- **WHAT YOU NEED TO DO**
Swap every occurrence of "outline" in the data below for "trace", and reproduce the rest of the data without any change.

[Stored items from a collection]
· · · · · · ·

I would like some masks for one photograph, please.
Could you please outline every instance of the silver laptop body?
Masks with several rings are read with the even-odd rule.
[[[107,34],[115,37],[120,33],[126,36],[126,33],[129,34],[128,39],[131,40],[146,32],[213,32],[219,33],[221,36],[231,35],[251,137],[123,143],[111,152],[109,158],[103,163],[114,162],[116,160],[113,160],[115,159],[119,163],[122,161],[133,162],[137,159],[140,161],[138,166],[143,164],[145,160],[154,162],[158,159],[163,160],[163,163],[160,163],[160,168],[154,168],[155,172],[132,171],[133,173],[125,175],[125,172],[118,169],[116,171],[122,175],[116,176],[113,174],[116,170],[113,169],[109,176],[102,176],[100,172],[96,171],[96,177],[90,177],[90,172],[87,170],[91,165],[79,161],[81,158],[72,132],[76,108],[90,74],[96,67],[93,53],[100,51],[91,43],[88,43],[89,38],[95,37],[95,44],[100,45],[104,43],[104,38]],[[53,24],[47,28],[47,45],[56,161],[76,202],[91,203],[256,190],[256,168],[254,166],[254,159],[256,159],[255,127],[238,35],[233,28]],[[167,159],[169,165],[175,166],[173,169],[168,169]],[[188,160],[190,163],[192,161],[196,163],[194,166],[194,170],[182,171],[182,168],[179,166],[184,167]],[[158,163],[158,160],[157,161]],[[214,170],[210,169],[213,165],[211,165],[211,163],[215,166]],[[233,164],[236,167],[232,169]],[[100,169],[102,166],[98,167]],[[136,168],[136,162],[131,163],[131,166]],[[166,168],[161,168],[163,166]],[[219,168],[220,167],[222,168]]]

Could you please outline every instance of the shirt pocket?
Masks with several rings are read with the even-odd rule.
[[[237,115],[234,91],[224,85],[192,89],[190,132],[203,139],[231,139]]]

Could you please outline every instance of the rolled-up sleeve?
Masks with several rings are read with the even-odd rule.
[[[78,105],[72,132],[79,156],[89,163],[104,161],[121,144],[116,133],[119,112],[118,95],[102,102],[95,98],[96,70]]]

· · · · · · ·

- **TASK ANSWER**
I would like some masks for one photograph, please.
Could you please trace every instance of the silver laptop body?
Masks with several rings are read with the even-odd rule.
[[[107,34],[115,37],[120,33],[126,36],[126,33],[129,34],[128,39],[131,40],[146,32],[213,32],[219,33],[221,36],[231,35],[251,137],[123,143],[111,152],[109,158],[103,163],[114,162],[116,160],[113,160],[115,159],[119,163],[122,161],[133,162],[137,159],[140,161],[138,166],[143,164],[145,160],[154,162],[158,159],[163,160],[163,163],[160,163],[160,168],[154,168],[155,172],[132,171],[133,173],[125,175],[125,172],[118,169],[116,171],[122,175],[116,176],[113,174],[116,170],[113,169],[109,176],[102,176],[100,172],[96,171],[96,177],[90,177],[90,172],[87,170],[91,165],[79,161],[81,158],[72,132],[76,108],[90,74],[96,67],[93,53],[100,51],[91,43],[88,43],[89,38],[95,37],[95,44],[100,45],[104,43],[104,38]],[[53,24],[47,28],[47,45],[56,161],[76,202],[91,203],[256,190],[256,168],[254,166],[254,159],[256,159],[255,127],[238,35],[233,28]],[[167,159],[169,165],[175,166],[173,169],[168,169]],[[188,160],[190,163],[192,161],[196,163],[194,166],[194,170],[182,171],[182,168],[179,166],[184,167]],[[158,163],[158,160],[157,161]],[[214,170],[210,169],[213,165],[211,165],[211,163],[215,166]],[[233,164],[236,167],[232,169]],[[100,169],[102,166],[98,167]],[[136,168],[136,162],[131,163],[131,166]],[[166,168],[161,168],[163,166]],[[219,168],[220,167],[222,168]]]

Could you please trace every instance of the shirt pocket?
Masks with several rings are read with the even-odd rule.
[[[237,115],[234,91],[224,85],[192,89],[190,132],[203,139],[231,139]]]

Could you please trace every instance of the rolled-up sleeve?
Masks with several rings are read with the even-odd rule.
[[[78,105],[72,132],[79,156],[89,163],[104,161],[121,144],[116,133],[119,112],[118,95],[102,102],[95,98],[96,70]]]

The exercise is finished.